» **Job**: Copy only this range: the line with "of the rocky" through the final line of the material, inclusive at both ends.

» **Source material**:
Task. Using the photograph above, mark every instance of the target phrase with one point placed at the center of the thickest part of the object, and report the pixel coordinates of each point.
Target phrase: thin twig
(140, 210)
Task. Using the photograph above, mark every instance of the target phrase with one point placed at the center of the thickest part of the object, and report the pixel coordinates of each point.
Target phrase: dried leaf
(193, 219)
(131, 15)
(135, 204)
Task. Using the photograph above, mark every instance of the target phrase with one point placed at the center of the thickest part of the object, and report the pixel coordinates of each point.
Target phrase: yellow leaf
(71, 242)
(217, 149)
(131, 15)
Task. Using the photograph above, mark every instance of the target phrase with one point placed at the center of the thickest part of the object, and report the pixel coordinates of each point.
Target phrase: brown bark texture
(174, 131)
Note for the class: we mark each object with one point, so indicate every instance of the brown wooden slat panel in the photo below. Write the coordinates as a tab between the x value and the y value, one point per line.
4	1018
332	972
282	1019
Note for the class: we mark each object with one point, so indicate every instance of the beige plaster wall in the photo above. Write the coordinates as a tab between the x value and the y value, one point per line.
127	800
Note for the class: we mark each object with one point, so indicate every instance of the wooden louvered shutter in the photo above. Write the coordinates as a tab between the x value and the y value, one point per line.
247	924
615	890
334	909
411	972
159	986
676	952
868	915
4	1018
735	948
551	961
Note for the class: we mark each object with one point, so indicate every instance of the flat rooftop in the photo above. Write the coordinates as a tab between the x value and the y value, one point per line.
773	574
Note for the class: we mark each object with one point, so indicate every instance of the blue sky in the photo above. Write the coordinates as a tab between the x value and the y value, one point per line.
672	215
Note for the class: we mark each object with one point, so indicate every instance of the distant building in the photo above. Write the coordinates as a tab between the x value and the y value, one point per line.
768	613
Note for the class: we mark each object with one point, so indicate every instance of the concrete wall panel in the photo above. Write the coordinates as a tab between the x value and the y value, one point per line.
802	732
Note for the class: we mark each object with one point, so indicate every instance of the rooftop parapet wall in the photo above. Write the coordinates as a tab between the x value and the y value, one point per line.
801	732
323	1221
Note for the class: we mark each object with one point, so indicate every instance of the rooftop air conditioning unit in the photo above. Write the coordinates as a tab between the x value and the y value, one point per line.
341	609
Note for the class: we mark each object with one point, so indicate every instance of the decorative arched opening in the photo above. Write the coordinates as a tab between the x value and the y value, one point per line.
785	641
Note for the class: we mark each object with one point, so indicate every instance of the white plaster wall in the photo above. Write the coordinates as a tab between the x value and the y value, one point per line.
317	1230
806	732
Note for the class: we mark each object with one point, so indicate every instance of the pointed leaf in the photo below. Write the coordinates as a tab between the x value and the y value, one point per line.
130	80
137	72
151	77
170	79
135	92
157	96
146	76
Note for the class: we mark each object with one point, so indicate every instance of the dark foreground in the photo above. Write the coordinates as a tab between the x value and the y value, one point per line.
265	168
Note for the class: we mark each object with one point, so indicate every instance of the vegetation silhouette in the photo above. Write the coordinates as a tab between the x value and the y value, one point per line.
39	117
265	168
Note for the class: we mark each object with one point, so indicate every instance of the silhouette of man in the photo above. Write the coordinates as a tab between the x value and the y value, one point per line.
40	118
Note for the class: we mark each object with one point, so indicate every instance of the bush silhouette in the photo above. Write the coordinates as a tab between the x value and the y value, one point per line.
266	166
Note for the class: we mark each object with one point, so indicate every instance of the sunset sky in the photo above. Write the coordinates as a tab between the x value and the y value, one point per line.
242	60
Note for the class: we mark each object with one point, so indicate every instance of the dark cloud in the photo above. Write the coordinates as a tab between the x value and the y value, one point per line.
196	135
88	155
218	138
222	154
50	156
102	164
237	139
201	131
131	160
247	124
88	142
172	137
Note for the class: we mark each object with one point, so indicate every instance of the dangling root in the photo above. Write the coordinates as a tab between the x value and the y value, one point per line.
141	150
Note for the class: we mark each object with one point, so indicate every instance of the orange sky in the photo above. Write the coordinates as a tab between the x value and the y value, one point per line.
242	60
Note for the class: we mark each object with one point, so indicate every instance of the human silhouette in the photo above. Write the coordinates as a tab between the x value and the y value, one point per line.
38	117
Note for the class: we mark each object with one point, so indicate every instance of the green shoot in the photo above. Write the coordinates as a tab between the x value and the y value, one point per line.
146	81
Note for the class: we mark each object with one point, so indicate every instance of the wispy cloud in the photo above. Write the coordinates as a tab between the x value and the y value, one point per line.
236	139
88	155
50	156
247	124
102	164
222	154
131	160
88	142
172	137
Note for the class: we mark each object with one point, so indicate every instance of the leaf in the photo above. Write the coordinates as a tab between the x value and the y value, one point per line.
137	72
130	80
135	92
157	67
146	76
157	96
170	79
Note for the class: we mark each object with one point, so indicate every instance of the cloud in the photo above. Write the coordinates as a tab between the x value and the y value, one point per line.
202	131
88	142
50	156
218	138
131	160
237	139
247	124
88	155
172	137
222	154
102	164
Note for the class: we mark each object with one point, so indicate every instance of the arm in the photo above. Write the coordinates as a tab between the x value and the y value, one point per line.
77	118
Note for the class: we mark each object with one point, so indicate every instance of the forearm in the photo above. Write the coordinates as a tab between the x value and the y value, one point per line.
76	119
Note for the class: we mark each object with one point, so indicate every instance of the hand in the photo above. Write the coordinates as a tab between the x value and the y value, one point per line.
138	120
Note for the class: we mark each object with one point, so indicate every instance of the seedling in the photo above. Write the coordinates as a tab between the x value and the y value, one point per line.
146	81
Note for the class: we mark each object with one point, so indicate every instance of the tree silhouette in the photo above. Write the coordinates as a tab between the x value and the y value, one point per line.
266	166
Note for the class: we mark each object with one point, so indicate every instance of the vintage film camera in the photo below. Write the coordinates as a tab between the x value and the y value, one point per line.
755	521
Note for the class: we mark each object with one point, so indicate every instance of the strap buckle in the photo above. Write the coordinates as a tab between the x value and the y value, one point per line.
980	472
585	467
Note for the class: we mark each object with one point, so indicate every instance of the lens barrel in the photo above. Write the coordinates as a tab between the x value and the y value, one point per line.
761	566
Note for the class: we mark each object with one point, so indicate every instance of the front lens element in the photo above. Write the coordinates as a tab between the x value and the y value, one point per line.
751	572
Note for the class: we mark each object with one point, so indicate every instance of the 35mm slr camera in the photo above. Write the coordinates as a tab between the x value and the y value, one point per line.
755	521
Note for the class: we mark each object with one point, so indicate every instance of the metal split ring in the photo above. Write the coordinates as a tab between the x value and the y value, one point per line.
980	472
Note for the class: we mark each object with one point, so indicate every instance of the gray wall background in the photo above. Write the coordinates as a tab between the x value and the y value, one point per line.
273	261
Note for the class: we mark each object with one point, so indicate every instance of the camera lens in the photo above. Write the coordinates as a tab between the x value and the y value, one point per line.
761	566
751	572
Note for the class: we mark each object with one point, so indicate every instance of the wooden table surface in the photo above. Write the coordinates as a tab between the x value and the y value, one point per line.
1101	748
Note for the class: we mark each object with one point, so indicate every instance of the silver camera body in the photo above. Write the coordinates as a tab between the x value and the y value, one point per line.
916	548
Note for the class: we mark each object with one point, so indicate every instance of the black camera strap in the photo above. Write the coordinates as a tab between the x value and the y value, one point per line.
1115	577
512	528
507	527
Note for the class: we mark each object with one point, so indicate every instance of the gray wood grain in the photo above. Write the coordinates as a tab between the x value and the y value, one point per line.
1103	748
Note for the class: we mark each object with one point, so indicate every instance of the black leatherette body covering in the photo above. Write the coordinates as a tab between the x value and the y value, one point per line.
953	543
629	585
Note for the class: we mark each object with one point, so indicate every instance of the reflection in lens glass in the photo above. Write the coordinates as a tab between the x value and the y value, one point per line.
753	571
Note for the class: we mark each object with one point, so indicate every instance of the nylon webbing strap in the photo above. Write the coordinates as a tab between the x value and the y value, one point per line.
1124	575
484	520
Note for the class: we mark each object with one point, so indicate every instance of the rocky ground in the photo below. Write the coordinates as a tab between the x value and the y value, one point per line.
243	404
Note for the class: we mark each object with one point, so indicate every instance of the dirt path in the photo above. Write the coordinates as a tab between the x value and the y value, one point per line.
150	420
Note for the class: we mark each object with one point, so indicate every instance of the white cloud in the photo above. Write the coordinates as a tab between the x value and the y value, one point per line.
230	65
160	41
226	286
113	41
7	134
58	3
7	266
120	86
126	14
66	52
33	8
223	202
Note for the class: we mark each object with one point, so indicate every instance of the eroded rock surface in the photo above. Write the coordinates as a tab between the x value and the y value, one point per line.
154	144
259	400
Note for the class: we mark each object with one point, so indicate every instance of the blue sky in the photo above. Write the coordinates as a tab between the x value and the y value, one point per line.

» **The response**:
Note for the class: we mark each object with one point, so indicate every instance of the rocky ground in the photo below. Write the coordinates as a tab between the x value and the y value, one point per line.
243	404
Note for the class: we mark each object with one point, so indicate every instance of the dirt path in the photo above. Write the coordinates as a tab between the x value and the y value, one point per line.
150	420
Note for the class: we mark each object with one point, so indicate every instance of the white cloud in the photo above. Write the coordinates as a tab between the x value and the y value, one point per line.
230	65
160	41
226	286
113	41
7	134
58	3
7	266
120	86
126	14
66	52
33	8
223	202
Note for the class: we mark each object with one point, so indicate every instance of the eroded rock surface in the photo above. Write the coordinates as a tab between the x value and the y value, one point per line.
154	144
259	400
Note for the class: we mark each object with one point, so indicate every instance of the blue sky in the photo above. Write the coordinates as a tab between the x value and the y value, one point per line.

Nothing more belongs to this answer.